(Complete the following):
a: Answer these questions using the article on a possible Joe Biden-Donald Trump rematch:
(i) Which writer and news service does the byline name?
(ii) In what year was the last presidential rerun, and who won it?
(iii) How many of the last four presidential elections unfolded differently from the conventional wisdom of one year earlier?
b: Summarize the article on a possible Joe Biden-Donald Trump rematch in two sentences.
c: Write the next part of the article on a possible Joe Biden-Donald Trump rematch, starting right after its last sentence.

(Selected text):
A Joe Biden-Donald Trump rematch in 2024? - GulfToday

A Joe Biden-Donald Trump rematch in 2024?

Political pundits appear incresingly convinced of a rematch between Joe Biden and Donald Trump in the presidential elections of  2024.

Political pundits appear incresingly convinced of a rematch between Joe Biden and Donald Trump in the presidential elections of 2024.

Carl P. Leubsdorf, Tribune News Service

A year before Americans elect their next president, pundits, strategists and the two 2020 combatants themselves seem convinced the election will again pit President Joe Biden and former President Donald Trump. Maybe. Maybe not. It’s been 67 years since Republican President Dwight Eisenhower defeated Democrat Adlai Stevenson in 1956 in the last presidential rerun. More-recent elections suggest how much could change in the next 12 months. Three of the last four presidential elections unfolded differently from the conventional wisdom of one year earlier. Beyond that, the ultimate winner in many past elections was not apparent a year out.

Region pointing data

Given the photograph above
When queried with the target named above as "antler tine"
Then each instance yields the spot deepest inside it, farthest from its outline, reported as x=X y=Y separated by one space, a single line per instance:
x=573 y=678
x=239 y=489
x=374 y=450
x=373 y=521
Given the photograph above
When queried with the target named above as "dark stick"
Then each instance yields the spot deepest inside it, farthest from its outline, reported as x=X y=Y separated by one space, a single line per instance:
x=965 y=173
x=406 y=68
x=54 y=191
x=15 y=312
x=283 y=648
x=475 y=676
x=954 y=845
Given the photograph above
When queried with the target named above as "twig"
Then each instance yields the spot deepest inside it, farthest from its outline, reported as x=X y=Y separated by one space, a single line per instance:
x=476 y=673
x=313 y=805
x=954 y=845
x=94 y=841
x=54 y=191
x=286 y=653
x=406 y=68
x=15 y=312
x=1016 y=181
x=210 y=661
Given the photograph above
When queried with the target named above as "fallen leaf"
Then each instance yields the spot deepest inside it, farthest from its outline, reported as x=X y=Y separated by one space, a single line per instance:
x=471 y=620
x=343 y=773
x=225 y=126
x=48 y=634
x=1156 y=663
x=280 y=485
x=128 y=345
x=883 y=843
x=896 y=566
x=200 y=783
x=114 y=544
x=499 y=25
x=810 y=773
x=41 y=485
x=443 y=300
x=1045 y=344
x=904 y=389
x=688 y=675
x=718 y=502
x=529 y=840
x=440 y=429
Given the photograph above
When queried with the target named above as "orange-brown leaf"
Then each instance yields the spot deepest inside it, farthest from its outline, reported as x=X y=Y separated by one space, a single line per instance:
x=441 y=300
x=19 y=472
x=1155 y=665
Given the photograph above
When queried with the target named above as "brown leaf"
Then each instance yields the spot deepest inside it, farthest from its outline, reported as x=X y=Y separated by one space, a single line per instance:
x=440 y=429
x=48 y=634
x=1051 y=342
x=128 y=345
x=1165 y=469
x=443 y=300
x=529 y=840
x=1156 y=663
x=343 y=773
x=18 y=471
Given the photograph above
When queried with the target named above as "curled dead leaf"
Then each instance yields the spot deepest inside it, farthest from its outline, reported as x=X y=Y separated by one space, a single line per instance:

(Numbered answers):
a:
(i) Carl P. Leubsdorf, Tribune News Service
(ii) 1956, won by Republican President Dwight Eisenhower over Democrat Adlai Stevenson
(iii) Three

b: A year before the vote, pundits, strategists and the two 2020 candidates seem convinced that the 2024 election will again pit President Joe Biden against former President Donald Trump, though the last presidential rerun was Eisenhower's 1956 defeat of Stevenson, 67 years ago. More recent elections suggest much could change in 12 months, since three of the last four unfolded differently from the conventional wisdom a year earlier and the eventual winner was often not apparent that far out.

c:
In the last 80 years, the following presidential winners were not regarded as favorites a year beforehand: President Harry Truman, Sen. John F. Kennedy, Richard Nixon, Jimmy Carter, Ronald Reagan, Bill Clinton and Barack Obama. Hillary Clinton was favored twice — and lost both times. An article in The Washington Post in November 1979 said that, based on the polls, Reagan was likely to lose in 1980 — to Massachusetts Sen. Edward Kennedy. But Kennedy lost the Democratic nomination to President Carter, who lost in a landslide to Reagan. In 1948, Truman was seen as an almost certain loser up to the point he won; one year before they won, Carter and Clinton were barely known.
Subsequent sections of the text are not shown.